* Work instructions
Count the lines in the entries below that contain the string "blurred", matching case exactly, and give only the number.
◇ ◇ ◇ ◇
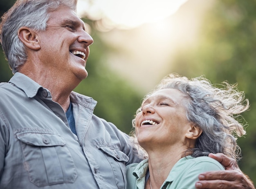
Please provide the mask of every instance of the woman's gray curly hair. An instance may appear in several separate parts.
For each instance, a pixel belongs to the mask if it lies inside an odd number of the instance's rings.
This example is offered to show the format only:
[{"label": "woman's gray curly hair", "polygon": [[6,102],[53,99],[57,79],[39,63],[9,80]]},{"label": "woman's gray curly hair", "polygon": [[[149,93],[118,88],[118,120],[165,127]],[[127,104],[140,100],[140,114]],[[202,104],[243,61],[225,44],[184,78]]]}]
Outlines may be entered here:
[{"label": "woman's gray curly hair", "polygon": [[[189,79],[176,74],[164,78],[155,89],[146,94],[145,100],[154,92],[166,88],[176,89],[189,99],[183,105],[188,120],[202,131],[195,146],[186,152],[194,157],[206,156],[210,153],[222,153],[238,160],[240,149],[236,143],[237,137],[246,134],[240,123],[243,118],[240,114],[247,110],[249,101],[245,100],[243,92],[238,90],[237,85],[227,82],[220,88],[211,84],[204,77]],[[137,110],[136,114],[141,111]],[[240,118],[240,119],[239,119]],[[134,127],[135,119],[132,120]]]},{"label": "woman's gray curly hair", "polygon": [[22,26],[45,31],[49,12],[60,6],[76,11],[77,0],[18,0],[1,18],[0,42],[10,68],[14,74],[27,59],[25,47],[18,32]]}]

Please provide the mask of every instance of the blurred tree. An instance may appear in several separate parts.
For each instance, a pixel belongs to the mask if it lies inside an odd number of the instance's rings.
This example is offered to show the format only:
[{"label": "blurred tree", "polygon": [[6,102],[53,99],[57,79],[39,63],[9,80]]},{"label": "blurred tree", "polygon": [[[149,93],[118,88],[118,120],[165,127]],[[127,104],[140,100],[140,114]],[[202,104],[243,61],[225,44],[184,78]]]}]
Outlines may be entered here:
[{"label": "blurred tree", "polygon": [[[0,16],[2,17],[14,3],[13,0],[0,0]],[[7,61],[5,59],[2,46],[0,45],[0,82],[7,82],[12,76]]]},{"label": "blurred tree", "polygon": [[237,83],[249,99],[243,114],[249,126],[238,140],[241,169],[256,183],[256,1],[216,1],[201,29],[193,50],[180,52],[170,70],[188,77],[202,75],[214,83]]}]

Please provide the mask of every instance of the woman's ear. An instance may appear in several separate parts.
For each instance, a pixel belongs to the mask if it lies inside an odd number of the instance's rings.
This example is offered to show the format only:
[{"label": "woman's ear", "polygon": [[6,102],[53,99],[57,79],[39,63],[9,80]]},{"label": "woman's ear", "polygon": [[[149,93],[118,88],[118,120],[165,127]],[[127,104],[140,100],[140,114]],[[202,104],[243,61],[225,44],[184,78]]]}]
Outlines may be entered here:
[{"label": "woman's ear", "polygon": [[189,129],[185,135],[185,136],[191,139],[196,139],[201,135],[202,131],[197,126],[190,125]]},{"label": "woman's ear", "polygon": [[41,48],[38,36],[33,30],[27,27],[22,26],[18,31],[20,40],[27,48],[38,50]]}]

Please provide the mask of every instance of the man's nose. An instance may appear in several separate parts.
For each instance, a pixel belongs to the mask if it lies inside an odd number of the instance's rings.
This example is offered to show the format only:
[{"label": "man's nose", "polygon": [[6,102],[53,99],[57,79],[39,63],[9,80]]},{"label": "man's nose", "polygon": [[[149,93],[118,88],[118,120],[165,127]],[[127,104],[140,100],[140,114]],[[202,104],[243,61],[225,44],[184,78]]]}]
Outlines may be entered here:
[{"label": "man's nose", "polygon": [[78,41],[80,42],[85,42],[86,44],[86,46],[88,46],[93,43],[93,39],[89,33],[83,30],[81,31]]}]

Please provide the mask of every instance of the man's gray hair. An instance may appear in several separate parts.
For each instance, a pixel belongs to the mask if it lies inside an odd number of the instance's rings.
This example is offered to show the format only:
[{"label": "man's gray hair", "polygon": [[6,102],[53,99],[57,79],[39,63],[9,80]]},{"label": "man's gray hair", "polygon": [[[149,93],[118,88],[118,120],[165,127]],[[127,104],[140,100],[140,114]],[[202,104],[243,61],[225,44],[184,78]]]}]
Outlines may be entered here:
[{"label": "man's gray hair", "polygon": [[60,6],[76,11],[77,0],[18,0],[2,18],[0,42],[4,53],[14,74],[26,61],[25,47],[18,32],[22,26],[38,31],[45,31],[49,12]]}]

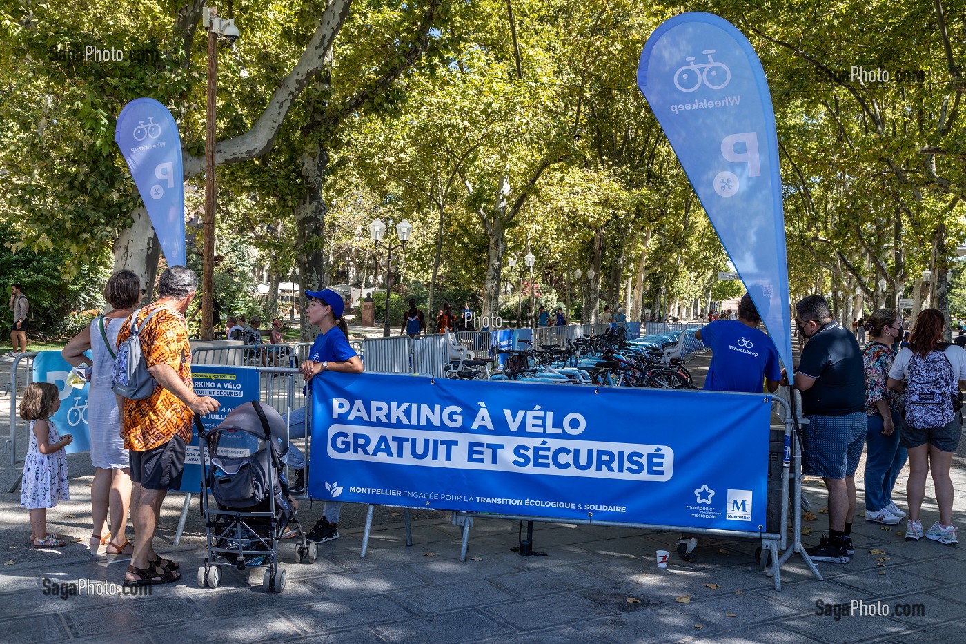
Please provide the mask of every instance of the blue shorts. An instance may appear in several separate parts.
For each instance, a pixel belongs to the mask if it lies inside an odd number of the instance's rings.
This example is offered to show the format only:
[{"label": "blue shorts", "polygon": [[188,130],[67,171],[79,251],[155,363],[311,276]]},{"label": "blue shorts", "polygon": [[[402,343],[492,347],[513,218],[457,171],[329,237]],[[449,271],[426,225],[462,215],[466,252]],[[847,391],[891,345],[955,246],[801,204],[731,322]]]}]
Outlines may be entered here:
[{"label": "blue shorts", "polygon": [[955,453],[959,447],[959,437],[962,435],[961,415],[962,412],[956,412],[952,421],[945,427],[917,429],[903,423],[899,427],[899,445],[910,450],[928,443],[940,452]]},{"label": "blue shorts", "polygon": [[825,479],[854,477],[866,447],[866,414],[806,416],[802,428],[802,472]]}]

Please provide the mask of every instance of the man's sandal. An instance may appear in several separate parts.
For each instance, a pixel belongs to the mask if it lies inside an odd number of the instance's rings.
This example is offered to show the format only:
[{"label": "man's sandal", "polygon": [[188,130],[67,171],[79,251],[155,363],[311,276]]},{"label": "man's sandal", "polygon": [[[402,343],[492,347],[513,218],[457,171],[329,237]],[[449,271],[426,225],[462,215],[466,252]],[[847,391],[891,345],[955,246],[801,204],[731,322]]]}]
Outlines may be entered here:
[{"label": "man's sandal", "polygon": [[[160,570],[160,572],[156,571]],[[164,569],[156,569],[154,566],[149,566],[148,568],[134,568],[133,566],[128,567],[128,572],[133,574],[137,579],[128,579],[125,577],[125,586],[150,586],[155,584],[169,584],[172,581],[178,581],[181,579],[181,574],[175,572],[174,571],[166,571]]]},{"label": "man's sandal", "polygon": [[[128,550],[128,546],[130,546],[129,550]],[[124,543],[121,544],[121,547],[118,547],[113,543],[108,543],[104,552],[109,555],[132,555],[134,554],[134,544],[126,539],[124,540]]]},{"label": "man's sandal", "polygon": [[163,568],[165,571],[177,571],[181,568],[181,564],[171,559],[164,559],[161,555],[157,555],[157,559],[154,561],[149,561],[149,564],[155,568]]}]

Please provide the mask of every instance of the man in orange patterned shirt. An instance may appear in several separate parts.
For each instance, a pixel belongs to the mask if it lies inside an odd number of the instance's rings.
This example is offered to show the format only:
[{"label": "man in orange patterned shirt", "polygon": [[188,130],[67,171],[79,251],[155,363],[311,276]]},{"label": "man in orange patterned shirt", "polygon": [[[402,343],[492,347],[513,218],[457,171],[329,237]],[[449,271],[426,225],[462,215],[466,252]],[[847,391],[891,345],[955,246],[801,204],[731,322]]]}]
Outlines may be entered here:
[{"label": "man in orange patterned shirt", "polygon": [[[218,401],[196,395],[191,389],[191,346],[185,311],[194,299],[198,276],[185,266],[172,266],[158,280],[158,299],[135,311],[137,322],[153,311],[141,329],[144,363],[157,382],[141,400],[124,399],[122,435],[130,450],[130,480],[138,483],[131,495],[134,554],[125,575],[126,585],[177,581],[179,564],[155,553],[153,541],[161,503],[169,487],[181,485],[185,453],[191,440],[192,414],[218,409]],[[120,346],[130,336],[130,318],[118,334]]]}]

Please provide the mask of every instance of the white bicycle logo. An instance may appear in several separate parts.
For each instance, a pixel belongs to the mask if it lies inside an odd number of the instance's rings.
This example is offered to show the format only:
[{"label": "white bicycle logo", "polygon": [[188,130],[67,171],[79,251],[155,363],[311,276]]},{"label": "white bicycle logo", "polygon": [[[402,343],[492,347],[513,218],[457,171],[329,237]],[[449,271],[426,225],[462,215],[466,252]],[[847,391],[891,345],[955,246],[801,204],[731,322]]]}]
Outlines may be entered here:
[{"label": "white bicycle logo", "polygon": [[73,407],[67,410],[67,423],[71,427],[76,427],[83,422],[87,424],[87,403],[80,404],[80,398],[73,399]]},{"label": "white bicycle logo", "polygon": [[148,125],[144,121],[138,121],[141,125],[134,128],[134,140],[143,141],[147,137],[157,138],[161,135],[161,126],[155,123],[155,117],[148,117]]},{"label": "white bicycle logo", "polygon": [[702,83],[711,89],[722,89],[727,85],[731,80],[731,70],[724,63],[716,62],[711,57],[714,52],[714,49],[701,52],[707,54],[707,63],[695,63],[695,56],[685,58],[688,64],[674,73],[674,87],[690,94],[696,91]]}]

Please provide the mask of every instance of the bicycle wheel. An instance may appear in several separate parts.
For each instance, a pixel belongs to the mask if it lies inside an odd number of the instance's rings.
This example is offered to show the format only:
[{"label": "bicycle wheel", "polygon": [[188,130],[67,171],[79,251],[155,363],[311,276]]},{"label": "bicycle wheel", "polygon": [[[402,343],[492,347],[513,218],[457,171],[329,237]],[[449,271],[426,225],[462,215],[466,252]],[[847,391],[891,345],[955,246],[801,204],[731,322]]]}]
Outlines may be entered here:
[{"label": "bicycle wheel", "polygon": [[694,389],[694,386],[688,382],[687,378],[677,371],[657,369],[649,372],[647,375],[650,376],[652,381],[657,383],[658,387],[663,389]]}]

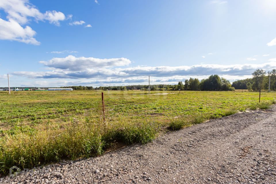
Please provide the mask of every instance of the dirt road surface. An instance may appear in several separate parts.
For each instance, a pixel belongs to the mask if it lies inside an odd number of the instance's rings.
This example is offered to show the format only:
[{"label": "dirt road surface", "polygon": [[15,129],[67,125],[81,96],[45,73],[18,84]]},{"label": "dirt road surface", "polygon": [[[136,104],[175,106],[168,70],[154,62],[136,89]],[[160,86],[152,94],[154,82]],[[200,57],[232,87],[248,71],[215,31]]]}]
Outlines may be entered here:
[{"label": "dirt road surface", "polygon": [[276,106],[238,113],[0,183],[276,183]]}]

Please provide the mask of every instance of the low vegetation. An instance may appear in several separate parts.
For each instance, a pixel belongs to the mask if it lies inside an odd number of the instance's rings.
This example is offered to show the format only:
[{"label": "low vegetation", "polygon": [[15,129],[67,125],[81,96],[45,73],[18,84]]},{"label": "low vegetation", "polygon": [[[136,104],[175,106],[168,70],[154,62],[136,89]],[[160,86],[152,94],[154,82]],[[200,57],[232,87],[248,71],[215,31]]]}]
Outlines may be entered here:
[{"label": "low vegetation", "polygon": [[1,172],[100,154],[118,143],[145,143],[166,131],[268,108],[276,96],[262,93],[259,103],[253,92],[106,91],[104,122],[101,92],[0,92]]}]

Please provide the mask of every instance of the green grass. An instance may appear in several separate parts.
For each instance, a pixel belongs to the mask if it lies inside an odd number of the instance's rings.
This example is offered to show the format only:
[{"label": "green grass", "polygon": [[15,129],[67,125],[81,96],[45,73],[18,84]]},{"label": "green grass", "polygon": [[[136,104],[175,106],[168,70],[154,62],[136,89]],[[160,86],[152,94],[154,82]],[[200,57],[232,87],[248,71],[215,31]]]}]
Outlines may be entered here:
[{"label": "green grass", "polygon": [[0,172],[63,158],[102,154],[114,143],[145,143],[176,130],[237,111],[269,108],[276,93],[105,91],[0,92]]}]

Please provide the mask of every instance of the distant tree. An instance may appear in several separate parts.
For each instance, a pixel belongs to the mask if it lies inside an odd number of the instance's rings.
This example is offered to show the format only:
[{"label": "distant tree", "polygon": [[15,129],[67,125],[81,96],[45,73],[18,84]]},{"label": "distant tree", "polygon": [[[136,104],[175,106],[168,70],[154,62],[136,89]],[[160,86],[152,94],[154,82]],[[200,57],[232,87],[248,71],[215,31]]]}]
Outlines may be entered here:
[{"label": "distant tree", "polygon": [[235,88],[232,87],[229,80],[223,77],[221,78],[221,90],[222,91],[233,91]]},{"label": "distant tree", "polygon": [[266,72],[263,70],[256,70],[252,73],[253,76],[252,88],[254,91],[261,89],[262,87],[263,82]]},{"label": "distant tree", "polygon": [[177,85],[177,89],[180,89],[180,90],[183,90],[184,89],[184,85],[182,81],[179,81],[178,82],[178,84]]},{"label": "distant tree", "polygon": [[189,80],[189,89],[192,91],[198,91],[199,89],[200,83],[198,79],[190,78]]}]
◇ ◇ ◇ ◇
* Written solution
3